Source material
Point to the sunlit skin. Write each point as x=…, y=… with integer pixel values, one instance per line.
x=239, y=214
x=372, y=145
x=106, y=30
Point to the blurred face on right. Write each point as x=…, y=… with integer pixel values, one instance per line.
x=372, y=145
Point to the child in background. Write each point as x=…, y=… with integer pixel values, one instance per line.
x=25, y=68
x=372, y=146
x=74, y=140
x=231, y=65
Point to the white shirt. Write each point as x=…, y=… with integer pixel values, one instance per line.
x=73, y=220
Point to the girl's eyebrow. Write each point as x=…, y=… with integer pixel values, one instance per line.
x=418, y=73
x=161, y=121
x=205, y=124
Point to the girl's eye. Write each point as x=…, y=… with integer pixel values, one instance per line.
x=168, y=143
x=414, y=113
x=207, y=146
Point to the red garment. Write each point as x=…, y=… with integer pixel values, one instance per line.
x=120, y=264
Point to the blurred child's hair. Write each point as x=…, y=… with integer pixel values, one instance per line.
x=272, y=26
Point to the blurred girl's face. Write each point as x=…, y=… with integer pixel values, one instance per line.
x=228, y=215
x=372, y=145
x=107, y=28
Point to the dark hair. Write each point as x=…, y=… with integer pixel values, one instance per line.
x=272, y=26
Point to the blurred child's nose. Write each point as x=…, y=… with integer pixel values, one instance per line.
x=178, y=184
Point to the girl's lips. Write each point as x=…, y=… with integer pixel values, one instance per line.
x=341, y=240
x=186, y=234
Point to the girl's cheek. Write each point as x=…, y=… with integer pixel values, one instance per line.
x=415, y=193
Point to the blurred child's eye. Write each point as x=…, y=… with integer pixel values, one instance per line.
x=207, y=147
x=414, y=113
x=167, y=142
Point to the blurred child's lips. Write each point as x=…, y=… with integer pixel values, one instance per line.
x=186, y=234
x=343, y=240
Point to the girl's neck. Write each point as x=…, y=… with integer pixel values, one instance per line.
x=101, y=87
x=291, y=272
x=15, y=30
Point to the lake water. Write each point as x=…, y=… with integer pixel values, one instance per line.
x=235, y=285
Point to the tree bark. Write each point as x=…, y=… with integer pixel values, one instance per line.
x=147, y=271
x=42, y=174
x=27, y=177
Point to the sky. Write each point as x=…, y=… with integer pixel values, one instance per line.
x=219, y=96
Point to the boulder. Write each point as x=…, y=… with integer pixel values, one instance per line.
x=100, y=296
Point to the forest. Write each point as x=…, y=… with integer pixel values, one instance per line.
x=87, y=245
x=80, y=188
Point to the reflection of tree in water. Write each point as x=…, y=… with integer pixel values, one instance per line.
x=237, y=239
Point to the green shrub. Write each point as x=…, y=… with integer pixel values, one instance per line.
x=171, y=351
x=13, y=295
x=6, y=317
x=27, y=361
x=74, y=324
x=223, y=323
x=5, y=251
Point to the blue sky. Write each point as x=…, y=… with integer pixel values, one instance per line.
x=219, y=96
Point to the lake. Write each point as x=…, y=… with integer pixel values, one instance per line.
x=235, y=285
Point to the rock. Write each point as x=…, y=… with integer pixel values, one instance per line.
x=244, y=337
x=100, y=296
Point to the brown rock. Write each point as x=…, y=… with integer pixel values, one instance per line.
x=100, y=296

...

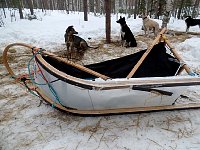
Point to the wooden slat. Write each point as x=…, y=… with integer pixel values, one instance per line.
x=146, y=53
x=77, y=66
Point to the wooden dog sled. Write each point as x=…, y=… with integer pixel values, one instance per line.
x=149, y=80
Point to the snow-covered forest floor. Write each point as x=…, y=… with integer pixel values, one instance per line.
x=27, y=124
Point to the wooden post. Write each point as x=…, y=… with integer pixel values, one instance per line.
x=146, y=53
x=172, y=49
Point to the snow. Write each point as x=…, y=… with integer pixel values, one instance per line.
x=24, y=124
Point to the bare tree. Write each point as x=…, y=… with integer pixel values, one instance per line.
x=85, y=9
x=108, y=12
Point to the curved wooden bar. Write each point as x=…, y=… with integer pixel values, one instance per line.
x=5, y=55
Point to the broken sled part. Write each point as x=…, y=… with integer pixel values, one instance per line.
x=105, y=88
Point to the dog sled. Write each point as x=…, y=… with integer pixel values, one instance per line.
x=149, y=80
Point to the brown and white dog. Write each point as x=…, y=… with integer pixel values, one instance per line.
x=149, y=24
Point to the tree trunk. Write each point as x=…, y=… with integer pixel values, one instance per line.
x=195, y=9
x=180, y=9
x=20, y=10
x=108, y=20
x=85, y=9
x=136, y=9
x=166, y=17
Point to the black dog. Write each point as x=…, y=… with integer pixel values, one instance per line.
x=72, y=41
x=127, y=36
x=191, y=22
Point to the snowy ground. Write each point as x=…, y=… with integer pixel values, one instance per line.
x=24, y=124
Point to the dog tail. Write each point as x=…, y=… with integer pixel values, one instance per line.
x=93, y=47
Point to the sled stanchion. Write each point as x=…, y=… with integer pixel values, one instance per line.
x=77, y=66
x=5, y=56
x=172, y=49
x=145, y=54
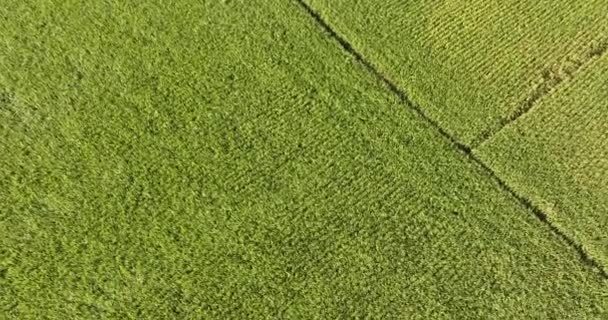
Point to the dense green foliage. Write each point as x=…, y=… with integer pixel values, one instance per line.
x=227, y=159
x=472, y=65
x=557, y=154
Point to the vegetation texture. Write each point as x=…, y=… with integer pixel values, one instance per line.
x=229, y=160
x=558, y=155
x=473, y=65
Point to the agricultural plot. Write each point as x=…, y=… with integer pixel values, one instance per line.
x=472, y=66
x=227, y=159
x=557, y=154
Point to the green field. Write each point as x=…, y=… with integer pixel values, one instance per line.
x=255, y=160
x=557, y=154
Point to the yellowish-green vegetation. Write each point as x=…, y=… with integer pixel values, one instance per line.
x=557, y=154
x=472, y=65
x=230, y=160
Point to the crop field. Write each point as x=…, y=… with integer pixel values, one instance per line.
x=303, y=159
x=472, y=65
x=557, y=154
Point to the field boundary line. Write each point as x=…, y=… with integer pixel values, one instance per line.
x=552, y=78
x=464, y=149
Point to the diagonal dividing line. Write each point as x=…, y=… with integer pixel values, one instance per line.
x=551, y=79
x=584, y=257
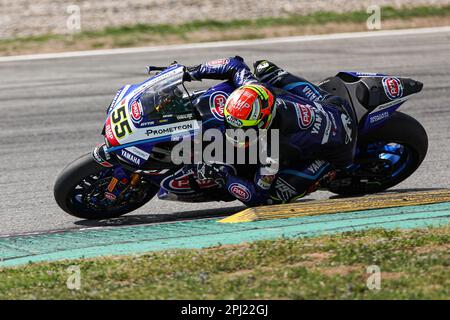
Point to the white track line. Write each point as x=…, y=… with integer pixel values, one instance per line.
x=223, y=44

* * *

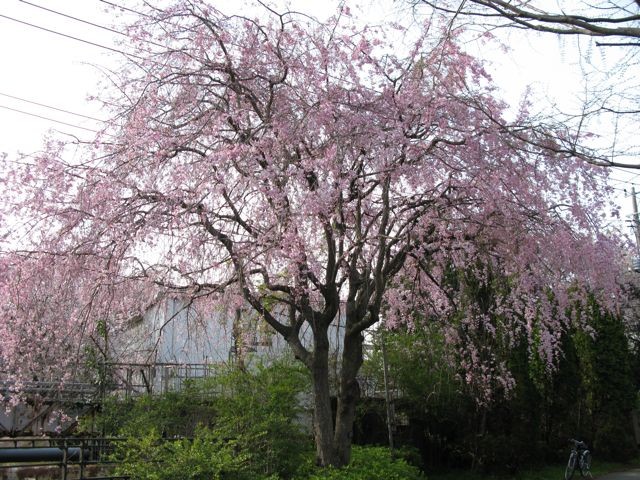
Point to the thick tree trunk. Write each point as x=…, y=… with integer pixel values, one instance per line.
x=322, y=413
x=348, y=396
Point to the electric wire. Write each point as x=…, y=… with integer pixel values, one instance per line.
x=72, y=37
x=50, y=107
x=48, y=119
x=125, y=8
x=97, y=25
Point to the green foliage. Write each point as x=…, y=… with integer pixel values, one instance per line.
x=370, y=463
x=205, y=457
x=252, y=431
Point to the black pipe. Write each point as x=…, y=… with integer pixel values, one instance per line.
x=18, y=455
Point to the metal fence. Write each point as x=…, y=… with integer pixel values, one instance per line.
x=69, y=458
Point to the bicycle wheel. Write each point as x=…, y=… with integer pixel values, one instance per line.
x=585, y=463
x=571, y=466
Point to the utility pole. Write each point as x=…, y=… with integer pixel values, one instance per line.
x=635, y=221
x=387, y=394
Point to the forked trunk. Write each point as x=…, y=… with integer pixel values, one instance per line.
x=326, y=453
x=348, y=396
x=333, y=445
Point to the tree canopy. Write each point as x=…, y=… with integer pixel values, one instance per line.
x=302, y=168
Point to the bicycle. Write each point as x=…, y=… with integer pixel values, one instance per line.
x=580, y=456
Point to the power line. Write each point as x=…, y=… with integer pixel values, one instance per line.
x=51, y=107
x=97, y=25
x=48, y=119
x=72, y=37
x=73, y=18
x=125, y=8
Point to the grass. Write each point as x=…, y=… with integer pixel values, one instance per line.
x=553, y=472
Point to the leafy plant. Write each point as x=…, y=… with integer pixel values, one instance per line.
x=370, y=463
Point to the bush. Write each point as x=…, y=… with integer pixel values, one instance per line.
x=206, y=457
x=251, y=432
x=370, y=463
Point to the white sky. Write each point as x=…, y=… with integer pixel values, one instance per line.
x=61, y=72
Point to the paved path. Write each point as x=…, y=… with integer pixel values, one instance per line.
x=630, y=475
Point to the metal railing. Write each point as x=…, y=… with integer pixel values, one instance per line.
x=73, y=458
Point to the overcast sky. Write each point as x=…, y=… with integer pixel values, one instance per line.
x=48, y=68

The exercise
Reproduce the rows verbatim, beginning with the line that contains "Point to the sunlit" and ending with the line that contains "x=231, y=65", both included.

Result of this exercise
Point to the sunlit skin. Write each point as x=…, y=… with integer pixel values, one instance per line.
x=239, y=214
x=372, y=145
x=106, y=30
Point to the blurred face on right. Write each point as x=…, y=… with integer pixel values, one instance per line.
x=372, y=145
Point to the child in background. Write each point as x=…, y=… with integer pixel values, one instance per line.
x=25, y=68
x=372, y=146
x=74, y=140
x=231, y=65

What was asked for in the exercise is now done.